CONSIGNE - Indiquez si chacune des affirmations suivantes concorde avec l’extrait sur le botulisme présenté plus bas, en répondant par oui ou non et en citant mot pour mot le passage décisif. (a) La clindamycine fait partie des aminosides. (b) L’antitoxine botulique est fabriquée à partir de sérum de cheval. (c) L’antitoxine agit sur une paralysie déjà installée.

Dans le cas du botulisme d’origine alimentaire, il s’agit d’une ingestion de toxines (et non de la bactérie), et les antibiotiques ne sont d’aucune aide. Dans les cas (suspectés) de botulisme, les antibiotiques peuvent même être nocifs, car la destruction de la bactérie pourrait libérer davantage de toxines. Leur utilisation est donc largement déconseillée. Certains antibiotiques, comme les tétracyclines, peuvent chélater le calcium et pourraient ainsi augmenter l’absorption de la toxine.
L’effet du métronidazole n’est pas clairement établi. Des études in vitro n’ont montré aucune augmentation du taux de toxine.
Les aminosides sont contre-indiqués en cas de botulisme car ils perturbent la transmission neuromusculaire présynaptique, ce qui peut aggraver le blocage neuromusculaire. Au sein du groupe des aminosides, il existe des différences dans le degré de cette activité, mais leur effet global est de bloquer la libération d’acétylcholine, ce qui peut aggraver la faiblesse musculaire causée par le botulisme [12,13].
La clindamycine (un lincosamide, pas un aminoside) peut renforcer le blocage neuromusculaire lorsqu’elle est administrée en association avec des myorelaxants comme le rocuronium, car elle bloque la libération d’acétylcholine. Cela renforce l’effet à la fois des toxines botuliques et des myorelaxants, ce qui peut entraîner une paralysie et des complications respiratoires plus sévères [14,15].
Les directives recommandent de n’administrer des antibiotiques aux patients atteints de botulisme qu’après mûre réflexion et avec une surveillance appropriée, étant donné que leurs bénéfices sont limités dans ces cas [16,17].
Antitoxine botulique
Botulisme d’origine alimentaire
En cas de botulisme d’origine alimentaire, l’administration d’antitoxine botulique, qui cible spécifiquement les sérotypes A, B et E, peut être d’une importance cruciale, surtout dans la phase précoce de la maladie. Une administration précoce de l’antitoxine peut réduire la gravité des symptômes et ralentir la progression de la maladie, ce qui est particulièrement important compte tenu de l’évolution rapide de la paralysie. La décision d’administrer l’antitoxine est prise sur la base du diagnostic clinique, et une action rapide est essentielle.
L’antitoxine botulique, fabriquée à partir de sérum de cheval, peut provoquer des réactions allergiques, y compris une anaphylaxie. Bien que des tests de sensibilisation ne soient pas nécessaires avec la plupart des antisérums, il est recommandé de l’administrer en milieu hospitalier où les réactions peuvent être traitées rapidement.
L’antitoxine ne fait que neutraliser la toxine présente dans la circulation sanguine et n’a aucun effet sur la paralysie déjà installée. Elle est la plus efficace si elle est administrée dans les 48 heures suivant l’apparition des premiers symptômes, mais elle peut rester utile même après plus de sept jours. L’antitoxine reste généralement dans le sang pendant un maximum de 7 jours. Si l’état du patient ne s’aggrave plus après 7 jours, il est probable que l’antitoxine ne soit plus efficace et qu’il n’y ait plus d’intérêt à la réadministrer [2,18].

DONNÉES À EXAMINER -
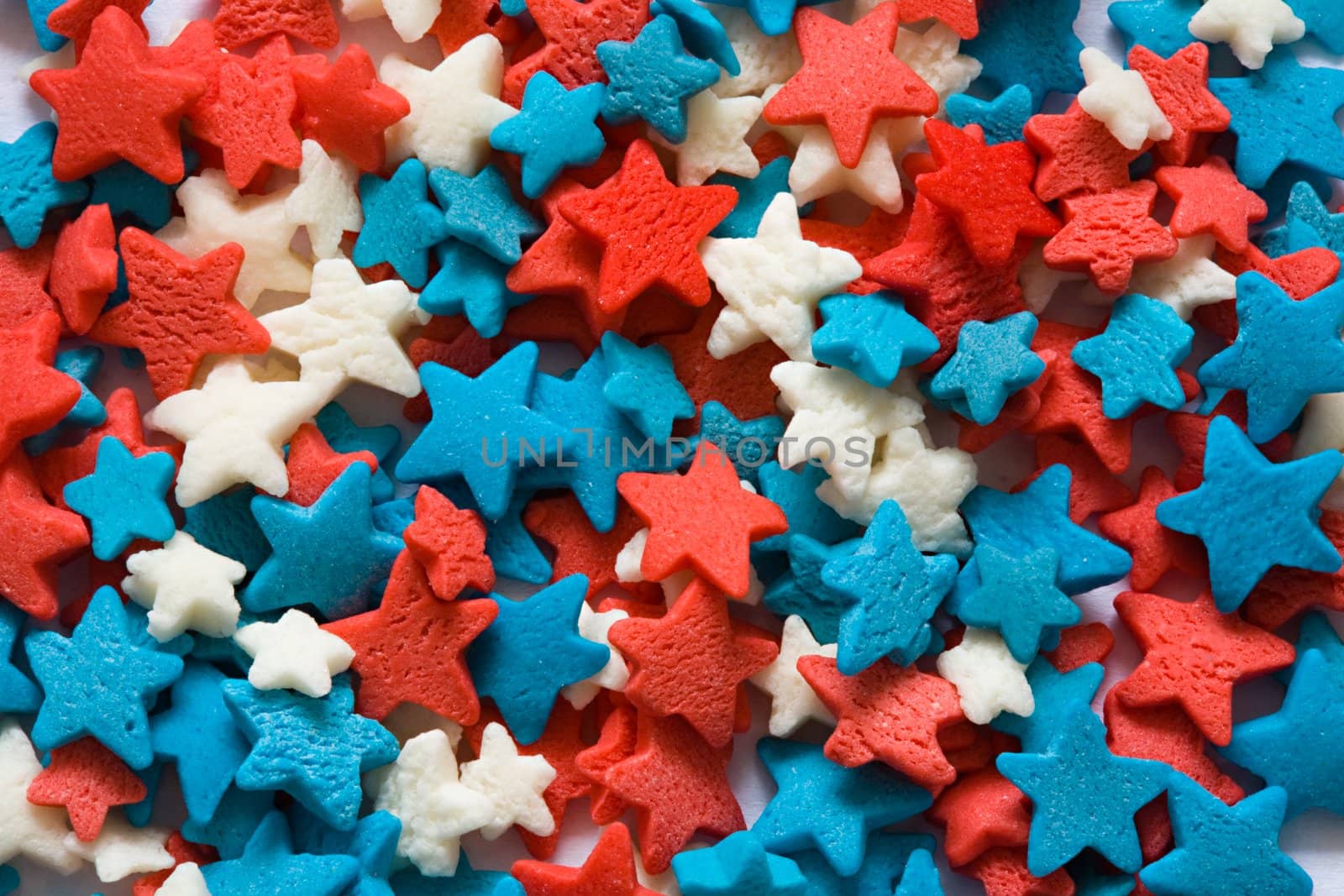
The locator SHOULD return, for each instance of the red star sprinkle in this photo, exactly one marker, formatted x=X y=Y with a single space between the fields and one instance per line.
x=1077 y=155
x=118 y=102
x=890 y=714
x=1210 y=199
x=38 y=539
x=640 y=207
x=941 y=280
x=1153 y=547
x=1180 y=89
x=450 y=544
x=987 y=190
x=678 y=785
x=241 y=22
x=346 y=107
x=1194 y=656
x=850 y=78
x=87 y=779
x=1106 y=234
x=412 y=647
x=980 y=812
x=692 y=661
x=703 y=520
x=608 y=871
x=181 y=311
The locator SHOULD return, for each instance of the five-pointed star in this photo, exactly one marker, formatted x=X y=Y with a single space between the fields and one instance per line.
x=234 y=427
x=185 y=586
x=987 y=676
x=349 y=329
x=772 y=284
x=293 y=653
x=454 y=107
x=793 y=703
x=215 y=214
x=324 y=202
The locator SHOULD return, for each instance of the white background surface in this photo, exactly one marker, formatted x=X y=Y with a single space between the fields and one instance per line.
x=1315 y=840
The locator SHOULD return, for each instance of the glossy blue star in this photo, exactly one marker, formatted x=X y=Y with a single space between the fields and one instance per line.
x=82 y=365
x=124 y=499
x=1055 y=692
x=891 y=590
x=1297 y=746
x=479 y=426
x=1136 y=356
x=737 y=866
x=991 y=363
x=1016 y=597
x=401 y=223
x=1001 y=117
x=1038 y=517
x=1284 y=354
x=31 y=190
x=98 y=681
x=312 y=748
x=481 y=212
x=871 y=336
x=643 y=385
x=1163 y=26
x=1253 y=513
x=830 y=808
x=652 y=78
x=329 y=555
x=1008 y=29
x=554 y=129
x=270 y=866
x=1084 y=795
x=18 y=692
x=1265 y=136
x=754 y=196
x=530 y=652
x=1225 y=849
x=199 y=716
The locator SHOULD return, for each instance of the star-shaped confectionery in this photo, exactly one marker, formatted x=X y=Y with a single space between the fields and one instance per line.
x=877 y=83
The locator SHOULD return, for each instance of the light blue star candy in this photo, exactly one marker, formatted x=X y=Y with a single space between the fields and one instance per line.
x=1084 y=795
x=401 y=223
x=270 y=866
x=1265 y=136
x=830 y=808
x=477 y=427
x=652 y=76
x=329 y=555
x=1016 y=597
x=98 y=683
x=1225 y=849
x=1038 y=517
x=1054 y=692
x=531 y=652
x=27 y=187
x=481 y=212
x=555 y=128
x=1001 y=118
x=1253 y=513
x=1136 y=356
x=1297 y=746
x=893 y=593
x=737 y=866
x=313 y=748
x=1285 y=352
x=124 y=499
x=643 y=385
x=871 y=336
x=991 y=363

RÉPONSE -
(a) Non : « La clindamycine (un lincosamide, pas un aminoside) ».
(b) Oui : « L’antitoxine botulique, fabriquée à partir de sérum de cheval ».
(c) Non : « n’a aucun effet sur la paralysie déjà installée ».